* _Work required_: Emit a verbatim copy of the lines running from the line with "target | cloud bank" through the end of the material below.

(Coordinate labeling data)
○ ○ ○ ○ ○ ○ ○

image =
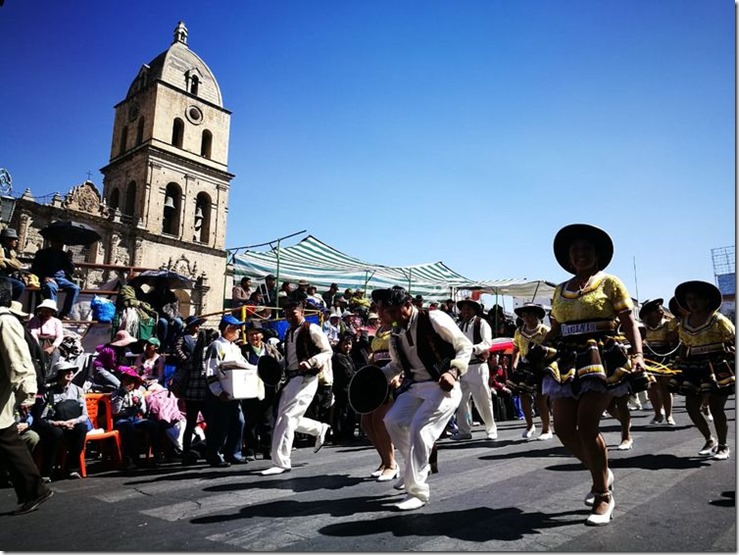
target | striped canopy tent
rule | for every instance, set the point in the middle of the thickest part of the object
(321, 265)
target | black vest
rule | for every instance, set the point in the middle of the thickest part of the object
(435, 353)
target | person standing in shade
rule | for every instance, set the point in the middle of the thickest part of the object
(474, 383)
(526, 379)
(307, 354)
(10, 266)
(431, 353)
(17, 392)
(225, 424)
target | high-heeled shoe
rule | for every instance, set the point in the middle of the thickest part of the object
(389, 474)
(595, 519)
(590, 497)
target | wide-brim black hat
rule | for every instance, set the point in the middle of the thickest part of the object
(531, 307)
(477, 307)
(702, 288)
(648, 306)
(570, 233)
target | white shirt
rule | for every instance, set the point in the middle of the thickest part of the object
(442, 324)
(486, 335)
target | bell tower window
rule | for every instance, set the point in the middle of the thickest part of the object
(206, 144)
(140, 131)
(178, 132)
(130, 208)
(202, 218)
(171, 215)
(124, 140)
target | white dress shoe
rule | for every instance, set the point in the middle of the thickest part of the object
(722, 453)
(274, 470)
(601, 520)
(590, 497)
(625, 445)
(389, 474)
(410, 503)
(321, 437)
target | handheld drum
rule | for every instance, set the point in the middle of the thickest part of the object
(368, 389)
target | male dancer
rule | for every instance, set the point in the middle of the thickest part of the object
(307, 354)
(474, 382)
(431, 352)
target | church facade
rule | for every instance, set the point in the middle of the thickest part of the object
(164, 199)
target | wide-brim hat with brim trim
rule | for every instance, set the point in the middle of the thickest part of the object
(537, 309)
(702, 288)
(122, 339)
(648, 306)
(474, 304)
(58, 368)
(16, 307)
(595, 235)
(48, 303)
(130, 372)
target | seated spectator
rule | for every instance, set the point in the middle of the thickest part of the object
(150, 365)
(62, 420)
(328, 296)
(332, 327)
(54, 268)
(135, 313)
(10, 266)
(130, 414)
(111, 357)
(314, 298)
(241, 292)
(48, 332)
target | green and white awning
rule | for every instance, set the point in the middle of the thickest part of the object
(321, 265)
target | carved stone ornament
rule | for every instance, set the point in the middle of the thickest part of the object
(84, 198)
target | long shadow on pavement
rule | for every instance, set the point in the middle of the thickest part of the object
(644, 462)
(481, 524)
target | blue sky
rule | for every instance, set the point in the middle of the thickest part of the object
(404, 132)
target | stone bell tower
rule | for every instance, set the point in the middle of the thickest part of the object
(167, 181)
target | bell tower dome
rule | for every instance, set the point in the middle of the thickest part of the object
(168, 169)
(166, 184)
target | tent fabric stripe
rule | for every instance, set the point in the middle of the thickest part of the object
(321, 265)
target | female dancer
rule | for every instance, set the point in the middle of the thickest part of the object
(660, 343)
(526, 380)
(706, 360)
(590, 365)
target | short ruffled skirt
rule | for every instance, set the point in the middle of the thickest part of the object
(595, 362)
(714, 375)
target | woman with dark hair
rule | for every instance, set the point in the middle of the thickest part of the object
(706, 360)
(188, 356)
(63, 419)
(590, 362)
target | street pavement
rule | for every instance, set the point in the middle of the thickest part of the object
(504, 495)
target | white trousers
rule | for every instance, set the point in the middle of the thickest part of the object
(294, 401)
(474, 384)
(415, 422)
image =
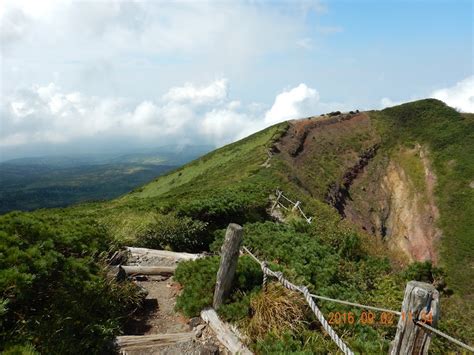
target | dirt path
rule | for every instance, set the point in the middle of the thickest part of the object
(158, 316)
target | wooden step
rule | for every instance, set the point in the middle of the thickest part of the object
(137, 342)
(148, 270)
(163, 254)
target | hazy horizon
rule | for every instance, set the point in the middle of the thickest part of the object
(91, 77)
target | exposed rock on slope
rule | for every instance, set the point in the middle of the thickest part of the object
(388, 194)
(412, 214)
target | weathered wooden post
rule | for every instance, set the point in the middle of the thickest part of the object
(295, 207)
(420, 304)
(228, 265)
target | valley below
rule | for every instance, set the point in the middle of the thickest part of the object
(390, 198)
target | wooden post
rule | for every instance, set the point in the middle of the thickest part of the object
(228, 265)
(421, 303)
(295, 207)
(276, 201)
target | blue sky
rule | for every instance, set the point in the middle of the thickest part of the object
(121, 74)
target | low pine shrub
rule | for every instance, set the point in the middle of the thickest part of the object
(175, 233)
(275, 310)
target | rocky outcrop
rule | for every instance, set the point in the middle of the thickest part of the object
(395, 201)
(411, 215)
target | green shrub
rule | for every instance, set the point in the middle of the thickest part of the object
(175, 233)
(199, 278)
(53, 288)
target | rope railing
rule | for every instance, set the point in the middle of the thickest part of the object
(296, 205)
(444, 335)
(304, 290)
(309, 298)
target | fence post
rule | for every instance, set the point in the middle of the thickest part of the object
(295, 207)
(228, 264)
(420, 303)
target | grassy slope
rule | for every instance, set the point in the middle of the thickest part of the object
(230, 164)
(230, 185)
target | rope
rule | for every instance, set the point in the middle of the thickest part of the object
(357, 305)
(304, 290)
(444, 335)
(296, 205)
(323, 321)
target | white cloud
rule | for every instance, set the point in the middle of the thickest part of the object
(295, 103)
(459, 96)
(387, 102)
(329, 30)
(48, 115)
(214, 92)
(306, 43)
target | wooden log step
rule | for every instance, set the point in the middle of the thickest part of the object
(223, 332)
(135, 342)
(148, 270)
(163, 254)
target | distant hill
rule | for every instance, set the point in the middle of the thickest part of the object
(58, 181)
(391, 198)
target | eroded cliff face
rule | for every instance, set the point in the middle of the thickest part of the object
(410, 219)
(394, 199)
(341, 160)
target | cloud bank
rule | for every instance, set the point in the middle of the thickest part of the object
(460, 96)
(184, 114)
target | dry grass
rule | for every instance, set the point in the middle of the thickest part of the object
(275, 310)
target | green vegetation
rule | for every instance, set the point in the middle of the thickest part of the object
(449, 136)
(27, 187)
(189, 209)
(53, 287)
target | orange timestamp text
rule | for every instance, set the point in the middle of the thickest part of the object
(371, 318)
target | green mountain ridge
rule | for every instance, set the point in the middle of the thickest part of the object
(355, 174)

○ ○ ○ ○ ○ ○ ○

* _Task solution_:
target | cloud bank
rule | for every instance, set the point in the middle of the thickest part of the object
(460, 96)
(184, 114)
target | dry grass
rule | for every instance, set the point in the middle of the thickest part of the object
(275, 310)
target | green vegetation
rule | for every instance, set the point in the middle of the thickest part of the object
(449, 136)
(27, 187)
(189, 209)
(53, 287)
target | orange timestamp text
rule | for every instance, set the point in the middle of the thickest part of the object
(371, 318)
target | green mountain ridge
rule | for every instance, set the point in the middle of the thickest part of the object
(355, 174)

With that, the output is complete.